Exercise:
The response should consist of the records that follow, printed exactly.

Supplied material:
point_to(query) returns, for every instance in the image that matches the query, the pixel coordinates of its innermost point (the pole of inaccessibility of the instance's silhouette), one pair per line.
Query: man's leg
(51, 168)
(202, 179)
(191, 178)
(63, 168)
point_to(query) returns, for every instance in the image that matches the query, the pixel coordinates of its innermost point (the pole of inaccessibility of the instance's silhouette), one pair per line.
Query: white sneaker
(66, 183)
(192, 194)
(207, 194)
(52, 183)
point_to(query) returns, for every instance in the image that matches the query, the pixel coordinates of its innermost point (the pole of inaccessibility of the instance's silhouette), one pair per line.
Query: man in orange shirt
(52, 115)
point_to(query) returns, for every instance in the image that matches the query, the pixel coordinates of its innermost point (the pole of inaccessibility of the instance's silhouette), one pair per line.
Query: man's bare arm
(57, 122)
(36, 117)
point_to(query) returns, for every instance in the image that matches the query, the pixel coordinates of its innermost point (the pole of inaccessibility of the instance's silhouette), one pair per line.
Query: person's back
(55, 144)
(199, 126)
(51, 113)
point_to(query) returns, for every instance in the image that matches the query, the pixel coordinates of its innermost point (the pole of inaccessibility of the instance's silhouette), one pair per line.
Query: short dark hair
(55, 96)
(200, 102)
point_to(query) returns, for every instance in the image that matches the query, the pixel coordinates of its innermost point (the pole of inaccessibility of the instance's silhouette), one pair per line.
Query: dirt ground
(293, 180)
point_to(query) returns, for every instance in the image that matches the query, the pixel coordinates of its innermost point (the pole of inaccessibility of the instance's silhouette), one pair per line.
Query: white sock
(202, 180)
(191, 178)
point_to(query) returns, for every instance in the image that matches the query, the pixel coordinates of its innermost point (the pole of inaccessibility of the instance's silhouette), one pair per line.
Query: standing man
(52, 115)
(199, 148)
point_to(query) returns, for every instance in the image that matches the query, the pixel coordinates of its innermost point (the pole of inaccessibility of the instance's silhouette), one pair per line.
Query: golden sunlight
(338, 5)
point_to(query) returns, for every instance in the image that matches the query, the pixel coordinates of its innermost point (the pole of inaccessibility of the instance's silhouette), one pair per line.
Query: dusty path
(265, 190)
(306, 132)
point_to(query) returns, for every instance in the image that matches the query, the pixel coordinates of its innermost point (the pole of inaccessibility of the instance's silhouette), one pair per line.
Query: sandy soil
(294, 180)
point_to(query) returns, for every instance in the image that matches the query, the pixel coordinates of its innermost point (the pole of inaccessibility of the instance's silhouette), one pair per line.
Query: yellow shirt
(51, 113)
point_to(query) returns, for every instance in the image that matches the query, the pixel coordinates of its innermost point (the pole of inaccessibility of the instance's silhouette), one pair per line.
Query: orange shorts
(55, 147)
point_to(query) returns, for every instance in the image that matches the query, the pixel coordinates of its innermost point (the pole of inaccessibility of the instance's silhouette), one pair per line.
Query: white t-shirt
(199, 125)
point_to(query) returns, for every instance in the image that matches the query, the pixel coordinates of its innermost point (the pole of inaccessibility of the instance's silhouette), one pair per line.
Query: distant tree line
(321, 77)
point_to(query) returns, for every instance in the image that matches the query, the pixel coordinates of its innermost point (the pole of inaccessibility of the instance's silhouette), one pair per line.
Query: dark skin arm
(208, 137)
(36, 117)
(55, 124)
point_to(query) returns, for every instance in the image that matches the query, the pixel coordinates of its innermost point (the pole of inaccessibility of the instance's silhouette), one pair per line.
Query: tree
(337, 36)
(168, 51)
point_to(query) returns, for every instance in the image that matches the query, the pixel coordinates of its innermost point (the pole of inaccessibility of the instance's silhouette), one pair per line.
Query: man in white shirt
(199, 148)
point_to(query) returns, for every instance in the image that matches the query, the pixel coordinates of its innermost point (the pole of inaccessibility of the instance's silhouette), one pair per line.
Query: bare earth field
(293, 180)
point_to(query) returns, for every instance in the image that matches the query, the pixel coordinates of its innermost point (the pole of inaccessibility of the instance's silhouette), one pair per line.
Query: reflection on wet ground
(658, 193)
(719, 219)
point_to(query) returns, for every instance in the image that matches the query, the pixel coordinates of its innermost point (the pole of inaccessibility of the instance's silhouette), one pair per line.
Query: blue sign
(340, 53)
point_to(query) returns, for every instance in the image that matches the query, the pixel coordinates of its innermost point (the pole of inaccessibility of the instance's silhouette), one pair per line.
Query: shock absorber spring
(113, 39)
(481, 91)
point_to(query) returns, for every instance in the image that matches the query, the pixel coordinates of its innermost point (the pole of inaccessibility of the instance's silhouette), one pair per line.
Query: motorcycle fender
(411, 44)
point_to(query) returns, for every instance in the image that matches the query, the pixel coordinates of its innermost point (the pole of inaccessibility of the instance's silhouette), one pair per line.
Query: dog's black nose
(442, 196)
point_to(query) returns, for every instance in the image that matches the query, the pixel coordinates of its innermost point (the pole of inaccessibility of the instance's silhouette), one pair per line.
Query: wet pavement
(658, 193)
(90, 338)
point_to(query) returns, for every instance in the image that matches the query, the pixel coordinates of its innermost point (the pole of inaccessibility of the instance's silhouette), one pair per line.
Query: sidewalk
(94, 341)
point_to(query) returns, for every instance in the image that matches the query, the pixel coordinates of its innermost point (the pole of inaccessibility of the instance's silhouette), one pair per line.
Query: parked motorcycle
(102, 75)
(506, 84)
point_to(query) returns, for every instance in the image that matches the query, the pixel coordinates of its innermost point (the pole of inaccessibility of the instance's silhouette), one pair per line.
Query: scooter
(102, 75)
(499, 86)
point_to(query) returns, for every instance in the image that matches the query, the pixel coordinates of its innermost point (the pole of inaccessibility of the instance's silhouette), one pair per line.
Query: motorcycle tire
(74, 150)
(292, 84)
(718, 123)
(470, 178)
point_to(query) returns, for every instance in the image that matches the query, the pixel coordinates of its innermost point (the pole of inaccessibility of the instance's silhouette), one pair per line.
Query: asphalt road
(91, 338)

Solved exercise:
point_to(query) returns, for every instance in the image that matches the query, the pixel coordinates of its innermost point (the pole of inaccessibility of the instance's silhouette), one pair per line.
Query: man's leg
(51, 168)
(202, 179)
(191, 178)
(63, 168)
point_to(query) returns, for every instance in the image that matches the query, the pixel coordinates of its innermost point (the pole of inaccessibility of the instance's silhouette), one pair per line.
Query: white sneaker
(66, 183)
(192, 194)
(207, 194)
(52, 183)
point_to(query) returns, for every instance in the image that matches the query, the pixel coordinates of its innermost point (the pole of inaccessibility of the instance's silhouette), one pair per line.
Query: man in orange shirt
(52, 115)
point_to(query) returns, for every instance in the image that matches the query, the pixel coordinates of its innermost point (the pole of inaccessibility of the instance's silhouette), one pair per line.
Query: man's bare arm
(57, 122)
(36, 117)
point_to(query) returns, for every instance in the image that matches the query, the pixel coordinates of its innermost point (the pole of inaccessibility of the instance's silhouette), one pair per line.
Query: person's back
(55, 144)
(199, 126)
(51, 113)
point_to(query) returns, for every instance in the image that matches the query, the pixel coordinates of its innermost point (the pole of inaccessibility of the instance's silhouette), one pair per line.
Query: short dark hair
(55, 96)
(200, 102)
point_to(query) returns, for every instance in the image that matches the query, the pixel coordinates of its innermost point (the pole of inaccessibility of the instance's silhouette), one pair per line.
Query: dirt ground
(293, 180)
point_to(query) returns, for every instance in the image that matches the query, the pixel coordinates of its innermost point (the pole of inaccessibility of the instance's silhouette), one pair per line.
Query: white sock
(202, 180)
(191, 178)
point_to(query) returns, for every instance in the image that matches the query, the pixel coordinates of its innermost point (the pole of inaccessibility of the instance's silhouette), one pair per line.
Query: standing man
(52, 115)
(199, 148)
point_to(query) returns, for every instance in the image that matches the query, the pixel coordinates of its innermost point (the pole of inaccessibility of the instance's silhouette), one pair per line.
Query: golden sunlight
(338, 5)
point_to(query) returns, for every instance in the image that matches the query, the pixel coordinates of its innermost point (the pole of inaccessibility of the instance's silhouette), one pair per line.
Query: dusty path
(265, 190)
(306, 132)
point_to(query) returns, for every instance in the image that matches the query, the pixel coordinates of its innermost point (the pole of inaccessibility of the instance's silhouette), one pair per line.
Query: sandy soil
(294, 180)
point_to(query) returns, for every instance in the image that matches the query, the pixel coordinates of its innermost point (the pole of inaccessibility of the instance's silhouette), one pair per line.
Query: yellow shirt
(51, 113)
point_to(query) returns, for every instance in the image that matches the query, the pixel coordinates of its innermost point (the pole of inaccessibility of the instance's silhouette), one pair per line.
Query: orange shorts
(55, 147)
point_to(query) returns, for every instance in the image that matches the query, the pixel coordinates of its innermost point (the pole of inaccessibility of the instance's silhouette), one pair per line.
Query: white t-shirt
(199, 125)
point_to(query) returns, for every instance in the image that matches the query, the pixel coordinates of its innermost point (the pole of inaccessibility of the instance's silhouette), one pair per line.
Query: distant tree line
(321, 77)
point_to(query) returns, for every instance in the image that matches the query, the pixel coordinates of its innermost point (the pole of inaccessibility of the instance's silhouette), one pair per line.
Query: dark skin arm
(208, 137)
(36, 117)
(55, 124)
point_to(query) returns, for every instance in the image that matches the query, the pixel coordinates of its innermost point (the pole of inaccessibility of the instance's silhouette), one pair per line.
Query: tree
(337, 36)
(168, 51)
point_to(query) returns, for every instance in the image that matches the query, the pixel coordinates of its innermost point (the pole of inaccessibility of the instance's silhouette), one pair per line.
Query: man in white shirt
(199, 148)
point_to(query) returns, for every instance in the image that matches the query, the pixel coordinates of its innermost point (the pole of inaccessibility of the instance's silhouette), one pair per line.
Query: bare earth field
(293, 180)
point_to(query) returns, for every instance in the image that matches the query, the pixel coordinates of its innermost point (the pole of inaccessibility of the instance's silhouette), one pair per line.
Query: reflection on wet ground
(658, 193)
(719, 219)
point_to(query) returns, for every instance in the image that matches the query, the pixel coordinates of its innermost point (the pole of inaccessibility of the instance's silhouette), one pair per line.
Query: blue sign
(340, 53)
point_to(query) returns, for every instance in the image that matches the query, the pixel coordinates of its innermost point (the pole of inaccessibility of the instance's silhouette), one pair per line.
Query: shock absorber spring
(113, 39)
(481, 91)
point_to(query) returns, for every instance in the image that matches the query, the pixel coordinates of its innermost point (the pole of inaccessibility of the instance's silhouette), one pair per line.
Query: motorcycle fender
(411, 44)
point_to(query) returns, for every instance in the image that matches the query, the pixel coordinates of its innermost point (the pole of inaccessibility of the instance's silhouette), one pair per line.
Query: dog's black nose
(442, 196)
point_to(query) returns, for every instance in the image that matches the query, the pixel coordinates of its innermost point (the pole of inaccessibility of the instance's silhouette), one pair per line.
Query: wet pavement
(658, 193)
(90, 338)
point_to(query) returns, for every instance in the image that matches the query, the pixel coordinates of its innermost point (the pole of inaccessibility of the instance's silhouette), one pair per line.
Query: sidewalk
(94, 341)
point_to(query) returns, for every instance in the image that matches the query, the pixel coordinates of its innermost point (the pole of inaccessibility of the instance's silhouette), one pair per line.
Query: parked motorcycle
(102, 75)
(506, 84)
point_to(query) returns, for every instance in the image that matches the query, the pixel coordinates of its innermost point (the pole of inaccessibility of the instance's silhouette), one pair per line.
Query: scooter
(102, 75)
(499, 86)
point_to(query) returns, for every instance in the image that matches the query, the pixel coordinates of its innermost point (the pole of inaccessibility of the instance's silhouette), one pair per line.
Query: motorcycle tire
(74, 150)
(292, 84)
(718, 123)
(470, 178)
point_to(query) returns, for every instance in the image that matches the query, the pixel coordinates of its innermost point (the pole of inaccessibility of the instance's silhouette), one pair per line.
Query: asphalt road
(91, 338)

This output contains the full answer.